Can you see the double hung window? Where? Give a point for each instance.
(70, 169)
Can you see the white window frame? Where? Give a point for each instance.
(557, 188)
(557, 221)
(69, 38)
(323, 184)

------------------------------------------------

**DIRECTIONS FOR THIS TASK:**
The reply should consist of the records, reproduced exactly.

**EXERCISE RESULT:**
Can you see the double hung window? Where? Give a point for each instance.
(70, 169)
Can you see the white window frame? Where? Give a point for each instance.
(557, 188)
(557, 221)
(69, 38)
(323, 184)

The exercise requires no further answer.